◆ Given instruction
Please format the items below as a JSON list of strings, with one string per line and no blank lines, and leave the pictures out.

»»

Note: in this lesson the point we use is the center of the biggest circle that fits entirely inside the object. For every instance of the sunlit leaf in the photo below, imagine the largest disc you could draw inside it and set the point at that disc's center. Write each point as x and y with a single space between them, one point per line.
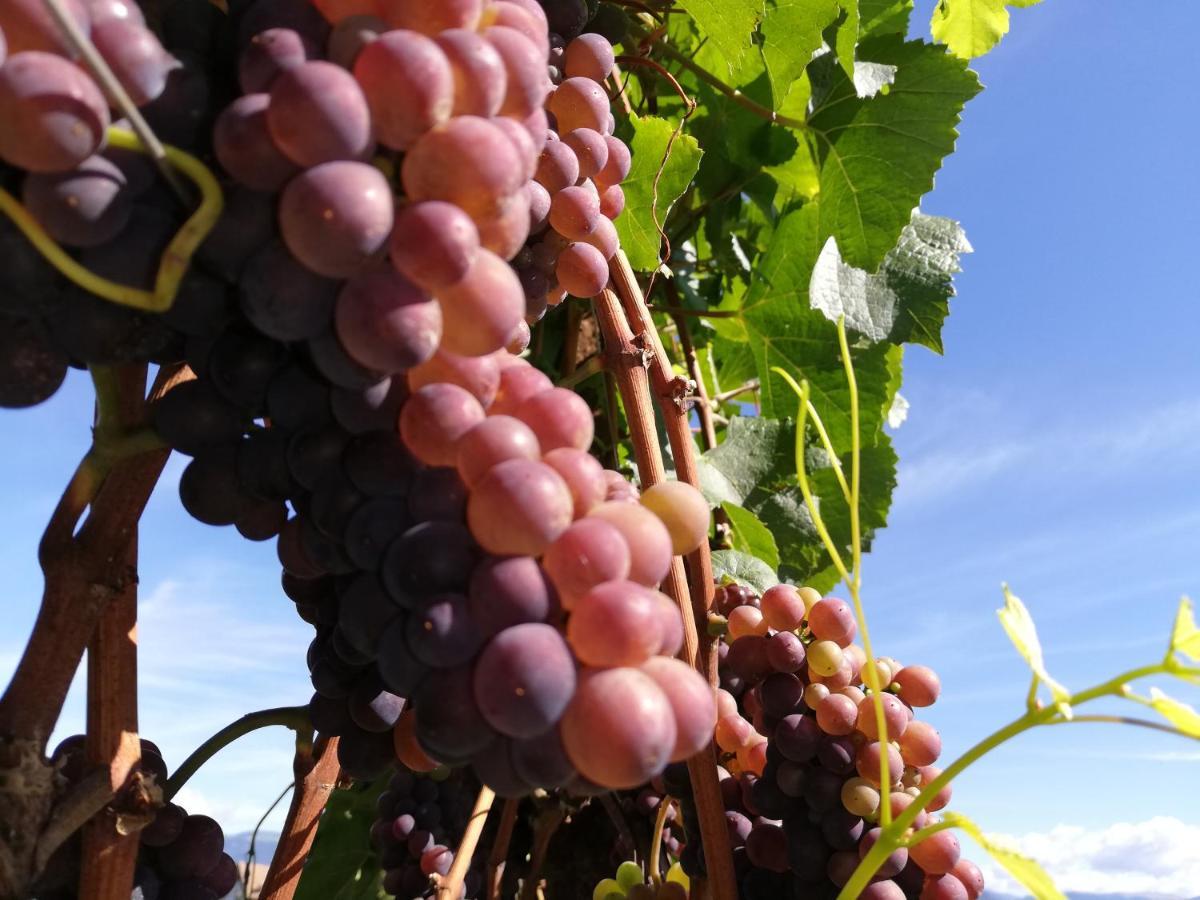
1027 871
1021 631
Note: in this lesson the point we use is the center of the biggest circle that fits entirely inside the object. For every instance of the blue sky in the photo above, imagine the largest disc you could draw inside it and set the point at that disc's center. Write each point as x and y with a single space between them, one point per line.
1053 447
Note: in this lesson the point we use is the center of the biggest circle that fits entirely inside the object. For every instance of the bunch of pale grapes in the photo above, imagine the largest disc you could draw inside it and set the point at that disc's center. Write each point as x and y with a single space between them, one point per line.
181 857
801 747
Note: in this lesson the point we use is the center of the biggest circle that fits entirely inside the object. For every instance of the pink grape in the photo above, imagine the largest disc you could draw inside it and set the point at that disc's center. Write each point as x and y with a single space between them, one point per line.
83 208
579 103
493 441
385 322
433 244
478 70
691 702
589 57
268 54
582 270
519 509
649 544
480 311
583 475
336 217
433 420
244 145
468 162
921 744
558 167
783 607
527 83
519 383
318 114
54 115
919 685
408 85
617 166
478 375
587 555
430 18
29 25
561 418
937 853
683 510
136 58
618 729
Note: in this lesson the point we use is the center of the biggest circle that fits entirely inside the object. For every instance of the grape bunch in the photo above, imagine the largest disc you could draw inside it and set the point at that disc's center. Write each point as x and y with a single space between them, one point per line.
801 750
421 820
181 857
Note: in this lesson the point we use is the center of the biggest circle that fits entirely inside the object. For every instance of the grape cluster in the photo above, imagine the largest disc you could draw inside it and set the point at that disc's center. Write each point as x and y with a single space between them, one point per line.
420 822
799 743
180 856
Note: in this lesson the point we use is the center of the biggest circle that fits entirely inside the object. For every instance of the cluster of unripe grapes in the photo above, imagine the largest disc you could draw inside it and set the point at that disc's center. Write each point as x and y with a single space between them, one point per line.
180 857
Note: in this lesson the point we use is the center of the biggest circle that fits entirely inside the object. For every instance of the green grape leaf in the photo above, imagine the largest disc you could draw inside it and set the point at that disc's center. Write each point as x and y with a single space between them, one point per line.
1023 633
879 155
727 24
655 149
1186 636
907 300
1032 876
744 569
1176 712
342 864
750 535
791 34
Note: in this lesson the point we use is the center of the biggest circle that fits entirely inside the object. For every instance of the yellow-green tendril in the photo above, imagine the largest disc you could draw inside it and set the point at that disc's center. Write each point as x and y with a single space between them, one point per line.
175 258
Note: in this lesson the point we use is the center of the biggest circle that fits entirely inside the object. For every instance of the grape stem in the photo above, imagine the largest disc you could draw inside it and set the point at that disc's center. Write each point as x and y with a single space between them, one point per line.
294 718
450 886
316 771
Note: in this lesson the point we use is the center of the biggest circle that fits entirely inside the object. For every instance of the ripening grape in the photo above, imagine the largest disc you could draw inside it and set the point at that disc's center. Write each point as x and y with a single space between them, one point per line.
919 685
523 679
319 114
54 115
244 145
83 208
525 65
618 729
433 420
583 475
478 71
268 54
520 508
615 624
588 553
921 744
937 853
480 311
385 322
580 103
683 510
408 85
649 544
466 161
29 25
691 702
136 58
493 441
582 270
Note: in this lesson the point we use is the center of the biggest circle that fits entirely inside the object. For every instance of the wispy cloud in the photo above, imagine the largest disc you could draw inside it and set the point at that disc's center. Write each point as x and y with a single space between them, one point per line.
1157 857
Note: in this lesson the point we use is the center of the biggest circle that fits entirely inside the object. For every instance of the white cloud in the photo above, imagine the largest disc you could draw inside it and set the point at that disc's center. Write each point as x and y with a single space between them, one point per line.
1158 857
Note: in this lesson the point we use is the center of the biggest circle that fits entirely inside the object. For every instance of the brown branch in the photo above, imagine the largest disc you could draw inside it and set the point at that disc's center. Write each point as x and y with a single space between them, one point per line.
499 855
451 885
316 773
630 361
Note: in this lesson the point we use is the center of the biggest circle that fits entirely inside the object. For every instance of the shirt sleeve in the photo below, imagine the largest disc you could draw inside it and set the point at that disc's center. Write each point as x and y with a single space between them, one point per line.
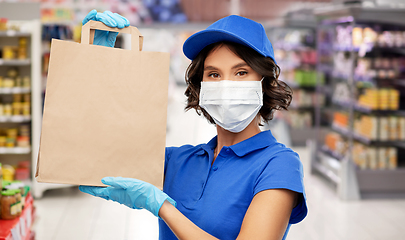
168 154
284 170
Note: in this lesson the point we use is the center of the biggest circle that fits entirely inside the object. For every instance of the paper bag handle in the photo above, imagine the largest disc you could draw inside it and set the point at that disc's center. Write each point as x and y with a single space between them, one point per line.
89 28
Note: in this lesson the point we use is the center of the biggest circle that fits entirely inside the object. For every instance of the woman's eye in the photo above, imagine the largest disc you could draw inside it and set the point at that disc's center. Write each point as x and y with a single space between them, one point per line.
242 73
213 75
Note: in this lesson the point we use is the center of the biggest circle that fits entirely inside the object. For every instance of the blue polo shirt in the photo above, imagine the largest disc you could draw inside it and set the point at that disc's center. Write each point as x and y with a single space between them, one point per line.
217 197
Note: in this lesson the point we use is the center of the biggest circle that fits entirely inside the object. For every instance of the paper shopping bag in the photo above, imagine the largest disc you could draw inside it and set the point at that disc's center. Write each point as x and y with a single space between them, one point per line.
104 112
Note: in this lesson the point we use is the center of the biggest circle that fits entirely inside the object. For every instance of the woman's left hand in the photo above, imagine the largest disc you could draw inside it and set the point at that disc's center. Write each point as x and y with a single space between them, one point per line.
131 192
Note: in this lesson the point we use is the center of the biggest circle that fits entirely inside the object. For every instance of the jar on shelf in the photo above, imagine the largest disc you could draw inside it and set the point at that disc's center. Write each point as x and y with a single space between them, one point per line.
27 82
18 199
9 52
1 179
2 141
8 173
26 108
8 205
7 110
17 107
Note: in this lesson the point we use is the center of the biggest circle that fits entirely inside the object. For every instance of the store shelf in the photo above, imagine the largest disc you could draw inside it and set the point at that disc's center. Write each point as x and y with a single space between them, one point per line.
368 110
382 180
15 150
12 33
19 228
15 62
15 90
301 108
331 153
349 134
328 166
15 119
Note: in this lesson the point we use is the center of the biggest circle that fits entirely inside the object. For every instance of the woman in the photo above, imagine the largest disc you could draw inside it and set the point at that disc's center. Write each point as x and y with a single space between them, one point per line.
242 184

««

◆ Exercise output
[
  "Note: in this lesson the point we use is the center of the biggest circle that fits entirely inside the object. For every instance of the sunlit leaf in the photo below, imagine the largest disc you could draw inside it and set the point at that disc's center. Write each point as x and y with a single space between them, one point per line.",
  "1027 871",
  "1021 631",
  "Note: in this lesson the point we use is the center of the biggest circle that fits entirely inside the object. For every instance of the blue sky in the photo above, imagine the largest disc you could draw inside it and set the point at that disc's center. Write each point as x and y with a single space between them, one point per line.",
  "1053 447",
  "Note: in this lesson the point we use is the center of the biggest circle that fits entirely inside the object. For every instance of the bunch of pale grapes in the photo above, imagine the largest disc you could draw inside it and set the point at that disc's center. Write each point as x and y with a single space between them, one point per line.",
  "181 857",
  "801 747",
  "Note: in this lesson the point we use is the center of the biggest circle that fits entirely inside the object. For every instance of the pink grape in the photo above, imagine the largest disc you could draw inside it and set the point at that disc's center. Write each point as x and y with a single space between them, one point per line.",
  "83 208",
  "579 103",
  "493 441",
  "385 322",
  "433 244",
  "478 70",
  "691 702",
  "589 57",
  "268 54",
  "582 270",
  "519 509",
  "649 544",
  "480 311",
  "583 475",
  "336 217",
  "433 420",
  "244 145",
  "468 162",
  "921 744",
  "558 167",
  "783 607",
  "527 83",
  "519 383",
  "318 114",
  "54 115",
  "919 685",
  "408 85",
  "617 166",
  "478 375",
  "587 555",
  "430 18",
  "29 25",
  "561 418",
  "937 853",
  "683 510",
  "136 58",
  "618 729",
  "Note: in this lesson the point we use is the center of the biggest circle that fits entirely inside the object. For every instance of the grape bunch in the photo above, imagine the largest disc you could draw inside it and set the point at that disc's center. Write each point as x and y with a single space between them, one point per line.",
  "801 750",
  "421 820",
  "181 857",
  "Note: in this lesson the point we use is the center of the biggest circle that fits entirely inside the object. For every instance of the grape cluster in the photo above, imagine the largest disc you could draw inside it and set the point at that disc's center. Write each point as x and y with a single space between them, one point per line.",
  "420 822",
  "799 743",
  "180 856",
  "Note: in this lesson the point we use is the center of the biggest circle that fits entirely inside the object. For every instance of the cluster of unripe grapes in the photo above, imagine the largest disc you could draw inside it and set the point at that disc's center. Write each point as x and y with a single space between them, one point per line.",
  "180 857",
  "Note: in this lesson the point we use is the center of the biggest circle that fits entirely inside the object. For every instance of the green grape leaf in the photo above, imagine the largest disc you could draw inside it and set the point at that disc's center. Write each point as x and y with a single space between them, one point per line.",
  "1023 633",
  "879 155",
  "727 24",
  "655 149",
  "1186 636",
  "907 300",
  "1032 876",
  "744 569",
  "1176 712",
  "342 864",
  "750 535",
  "791 34",
  "Note: in this lesson the point we use is the center of the biggest circle that fits entirely inside the object. For every instance of the yellow-green tendril in the photo above, imagine the largest disc you could draw inside it and set the point at that disc's center. Write each point as x and y with a single space between them, one point per line.",
  "175 258",
  "Note: in this lesson the point we use is the center of the biggest circle that fits entirely inside the object. For every instance of the grape stem in the photo above, imagine the largest disc you could draw inside it and set the point at that disc's center. Write each point as x and y with a single space between them, one point per line.",
  "294 718",
  "450 886",
  "316 771",
  "Note: in this lesson the point we use is the center of the biggest circle that fits entirely inside the object. For every instance of the ripening grape in the photo above, imagine the largest disc you could draw inside it and set the point at that disc's center. Write each point as x and y with a single space between them, one point per line.",
  "919 685",
  "523 679",
  "319 114",
  "54 115",
  "244 145",
  "83 208",
  "525 65",
  "618 729",
  "433 420",
  "583 475",
  "478 71",
  "268 54",
  "520 508",
  "615 624",
  "588 553",
  "921 744",
  "937 853",
  "480 311",
  "385 322",
  "580 103",
  "683 510",
  "408 85",
  "649 544",
  "466 161",
  "29 25",
  "691 702",
  "136 58",
  "493 441",
  "582 270",
  "Note: in this lesson the point we use is the center of the biggest circle that fits entirely inside the object. For every instance of the wispy cloud in the photo above, imagine the largest disc you could draw inside it and set the point at that disc's center. Write each point as x and y with a single space between them, one point per line.",
  "1157 857",
  "Note: in this lesson the point we use is the center of the biggest circle that fits entirely inside the object. For every instance of the white cloud in the photo above, imagine the largest disc you could draw inside it and set the point at that disc's center. Write each point as x and y with a single space between them, one point per line.",
  "1158 857",
  "Note: in this lesson the point we use is the center of the biggest circle that fits entirely inside the object. For every instance of the brown branch in the photo above, imagine the largest disc you could draw inside it and set the point at that disc's center. Write each point as x and y with a single space between them, one point per line.",
  "499 855",
  "451 885",
  "316 773",
  "630 361",
  "Note: in this lesson the point we use is the center of the biggest circle that fits entirely inside the object. For every instance of the shirt sleeve in the photo below, imagine the largest disc you could draw inside it and set the point at that disc's center. Write each point as x and y with a single space between them, one point per line.",
  "168 154",
  "284 170",
  "Note: in this lesson the point we use is the center of the biggest circle that fits entirely inside the object. For every instance of the paper bag handle in the photo above, imagine the largest disc you could draw inside it and set the point at that disc's center. Write each point as x and y with a single space between them, one point per line.",
  "89 28",
  "Note: in this lesson the point we use is the center of the biggest circle that fits entirely inside the object. For every instance of the woman's eye in the photo above, imagine the largest disc you could draw inside it and set the point at that disc's center. Write each point as x and y with a single space between them, one point per line.",
  "242 73",
  "213 75",
  "Note: in this lesson the point we use is the center of the biggest circle that fits entirely inside the object. For every instance of the blue polo shirt in the photo above, imagine the largest disc you could draw inside it and set the point at that disc's center. Write each point as x and y with a single space between them, one point per line.",
  "217 197",
  "Note: in this lesson the point we use is the center of the biggest circle that fits entirely inside the object. For every instance of the paper shopping bag in the photo above, imagine the largest disc you could draw inside it and set the point at that disc's center. Write each point as x and y with a single space between them, one point per line.",
  "104 112",
  "Note: in this lesson the point we use is the center of the biggest circle that fits entirely inside the object. For every instance of the woman's left hand in the photo above, imagine the largest disc you could draw inside it and set the point at that disc's center. Write each point as x and y with a single space between them, one point per line.",
  "131 192",
  "Note: in this lesson the point we use is the center of the biggest circle that fits entirely inside the object. For every instance of the jar on shelf in the photo above, imagine the largest disc you could draw inside it and set the point at that disc's center. Write each point as x and y with a single space between them, one point per line.",
  "27 82",
  "18 199",
  "9 52",
  "1 179",
  "2 141",
  "8 173",
  "26 108",
  "8 205",
  "7 110",
  "17 107",
  "Note: in this lesson the point we use is the center of the biggest circle that fits entirely inside the object. For every instance of the store shelf in the photo above, imagine the largest disc you could draw inside it and set the point at that disc's center. Write each point as x and y with a single space between them, one point per line.",
  "368 110",
  "382 180",
  "15 150",
  "12 33",
  "19 228",
  "15 62",
  "15 90",
  "301 108",
  "331 153",
  "349 134",
  "328 166",
  "15 119",
  "Note: in this lesson the point we use is the center of the biggest circle that fits entirely inside the object. For every instance of the woman in the photo above, imagine the largest disc you could draw inside it and set the point at that disc's center. Write each point as x and y with a single space between them, one point per line.",
  "242 184"
]